Start
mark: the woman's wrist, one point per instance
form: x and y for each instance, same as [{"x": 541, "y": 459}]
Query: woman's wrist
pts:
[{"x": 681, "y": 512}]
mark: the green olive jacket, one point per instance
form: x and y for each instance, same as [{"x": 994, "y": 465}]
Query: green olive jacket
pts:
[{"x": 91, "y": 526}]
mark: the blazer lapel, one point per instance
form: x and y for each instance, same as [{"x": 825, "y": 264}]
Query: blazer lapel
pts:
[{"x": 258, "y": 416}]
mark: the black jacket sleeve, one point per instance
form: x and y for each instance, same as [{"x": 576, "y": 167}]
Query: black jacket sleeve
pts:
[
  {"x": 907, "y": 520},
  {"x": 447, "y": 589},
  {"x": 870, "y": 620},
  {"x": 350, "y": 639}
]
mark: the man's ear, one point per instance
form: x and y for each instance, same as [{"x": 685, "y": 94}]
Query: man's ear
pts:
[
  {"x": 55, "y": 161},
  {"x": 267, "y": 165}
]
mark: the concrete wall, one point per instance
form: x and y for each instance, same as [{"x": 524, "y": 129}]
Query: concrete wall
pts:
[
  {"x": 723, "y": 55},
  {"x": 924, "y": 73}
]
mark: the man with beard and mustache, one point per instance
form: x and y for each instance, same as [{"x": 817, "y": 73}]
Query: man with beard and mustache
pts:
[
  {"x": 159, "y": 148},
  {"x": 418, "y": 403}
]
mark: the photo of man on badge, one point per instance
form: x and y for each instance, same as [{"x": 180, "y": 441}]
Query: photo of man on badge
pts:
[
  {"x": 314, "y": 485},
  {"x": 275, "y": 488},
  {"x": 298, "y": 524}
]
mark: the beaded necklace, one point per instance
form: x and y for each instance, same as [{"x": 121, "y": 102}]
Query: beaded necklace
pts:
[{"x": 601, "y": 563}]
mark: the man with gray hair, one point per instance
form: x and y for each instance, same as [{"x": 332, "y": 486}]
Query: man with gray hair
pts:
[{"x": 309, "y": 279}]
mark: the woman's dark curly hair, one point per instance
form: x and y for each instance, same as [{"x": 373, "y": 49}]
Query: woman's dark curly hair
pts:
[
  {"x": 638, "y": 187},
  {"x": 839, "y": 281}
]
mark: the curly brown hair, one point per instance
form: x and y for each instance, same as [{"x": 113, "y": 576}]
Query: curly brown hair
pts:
End
Your goal: Convert every line of the records above into a Markdown table with the columns "Row" and "Line", numbering the rows in order and leaving out blank lines.

Finished exercise:
| Row | Line |
|---|---|
| 1 | mark: the woman's wrist, one point per instance |
| 2 | form: x and y for each instance, same as [{"x": 541, "y": 459}] |
| 3 | Query: woman's wrist |
| 4 | pts: |
| 5 | [{"x": 681, "y": 512}] |
| 6 | mark: the green olive jacket, one point per instance |
| 7 | form: x and y for each instance, same as [{"x": 994, "y": 465}] |
| 8 | Query: green olive jacket |
| 9 | pts: |
| 10 | [{"x": 91, "y": 526}] |
| 11 | mark: the blazer lapel, one point per instance |
| 12 | form: x and y for each instance, same as [{"x": 825, "y": 264}] |
| 13 | Query: blazer lapel |
| 14 | pts: |
| 15 | [{"x": 258, "y": 416}] |
| 16 | mark: the black jacket sleeve, one point per instance |
| 17 | form: x and y for each instance, same as [{"x": 576, "y": 167}] |
| 18 | Query: black jacket sleeve |
| 19 | pts: |
| 20 | [ |
| 21 |   {"x": 907, "y": 520}, |
| 22 |   {"x": 447, "y": 589}, |
| 23 |   {"x": 870, "y": 620}, |
| 24 |   {"x": 350, "y": 639} |
| 25 | ] |
| 26 | mark: the man's ear, one point per instance |
| 27 | form: x and y for each instance, same as [{"x": 685, "y": 94}] |
| 28 | Query: man's ear |
| 29 | pts: |
| 30 | [ |
| 31 |   {"x": 55, "y": 161}, |
| 32 |   {"x": 267, "y": 165} |
| 33 | ] |
| 34 | mark: the concrete wall, one point per instance |
| 35 | form: x and y for each instance, same as [{"x": 524, "y": 129}] |
| 36 | Query: concrete wall |
| 37 | pts: |
| 38 | [ |
| 39 |   {"x": 723, "y": 55}, |
| 40 |   {"x": 924, "y": 73} |
| 41 | ] |
| 42 | mark: the man with beard and mustache, one point per instance |
| 43 | form: x and y for each instance, same as [{"x": 817, "y": 73}] |
| 44 | Query: man with beard and mustache |
| 45 | pts: |
| 46 | [ |
| 47 |   {"x": 159, "y": 148}, |
| 48 |   {"x": 418, "y": 403} |
| 49 | ] |
| 50 | mark: the photo of man on badge, one point per instance |
| 51 | form: x and y for each instance, same as [{"x": 180, "y": 441}] |
| 52 | Query: photo of man on badge |
| 53 | pts: |
| 54 | [ |
| 55 |   {"x": 314, "y": 485}, |
| 56 |   {"x": 275, "y": 488}, |
| 57 |   {"x": 298, "y": 524} |
| 58 | ] |
| 59 | mark: the beaded necklace, one point per instance |
| 60 | form: x and y for each instance, same as [{"x": 121, "y": 102}] |
| 61 | Query: beaded necklace |
| 62 | pts: |
| 63 | [{"x": 601, "y": 563}] |
| 64 | mark: the man with gray hair, one point per instance |
| 65 | form: x and y for each instance, same as [{"x": 332, "y": 486}] |
| 66 | Query: man with gray hair |
| 67 | pts: |
| 68 | [{"x": 309, "y": 279}] |
| 69 | mark: the woman's dark curly hair, one point per instance |
| 70 | form: x and y for each instance, same as [{"x": 373, "y": 49}] |
| 71 | Query: woman's dark curly hair |
| 72 | pts: |
| 73 | [ |
| 74 |   {"x": 638, "y": 187}, |
| 75 |   {"x": 839, "y": 281} |
| 76 | ] |
| 77 | mark: the curly brown hair, one point per instance |
| 78 | form: x and y for each instance, same as [{"x": 113, "y": 576}] |
| 79 | Query: curly brown hair |
| 80 | pts: |